━━━━━ SOURCE TEXT

In addition to the SAT or ACT, some universities may require or recommend SAT Subject Tests which are designed and administered by the College Board. Subject Tests are 1-hour tests designed to measure specific knowledge in particular academic areas like biology, literature, math, world history, and a number of other subject areas including nine languages. Each SAT Subject Test is one hour in length and only 3 Subject Tests can be taken in one sitting. There is a ¼ point penalty for each incorrect answer to discourage guessing. Not all tests are offered on each SAT test date. Check directly with the College Board website for more detail. Familiarity with the test content and format is essential for success on SAT Subject Tests.
Although the SAT may get most of the glory, at some universities the SAT Subject Tests are just as important when it comes to university admission. This is particularly true at very selective schools such as MIT and in highly competitive programs such as Engineering. Some institutions ‘recommend’ subject tests but if you’re applying to a selective school, recommended translates into required. Any time that you are competing against applicants who have submitted Subject Test scores, your application will look bare without them.

━━━━━━━━━━
━━━━━ GIVEN MATERIAL

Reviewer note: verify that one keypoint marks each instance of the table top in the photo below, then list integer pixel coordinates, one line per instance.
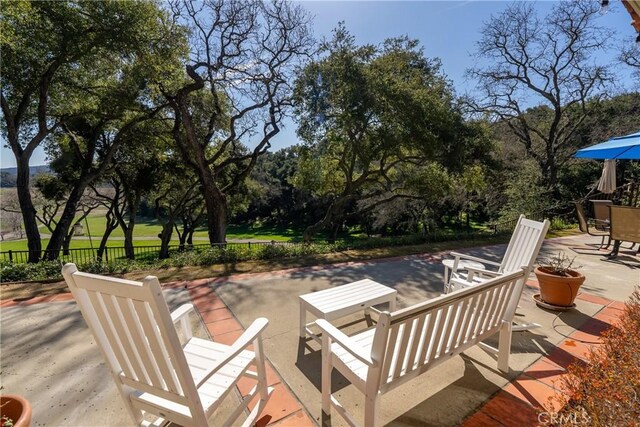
(357, 294)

━━━━━━━━━━

Resume the text on SAT Subject Tests right after its final sentence. The material comes from a separate source and is not part of the text on SAT Subject Tests.

### OUTPUT BELOW
In collaboration with Can-Am Test Prep Academy, we offer group SAT Subject Test Workshops for the SAT Math II and for the SAT Subject Test in Physics every spring. These are held online- see our upcoming SAT Subject Test schedule for details. Contact Can-Am Test Prep Academy directly to register for the SAT Math II or Physics Subject Tests.
SAT and SAT Subject Tests cannot be taken on the same day. Students must pre-register to take the test at a number of designated test centers in the Greater Vancouver Area. It is recommended that you sign up two months or more in advance as the test centers can get booked quickly. Some universities allow students to self-report scores on their application while others require official results of your tests to be sent directly from the College Board.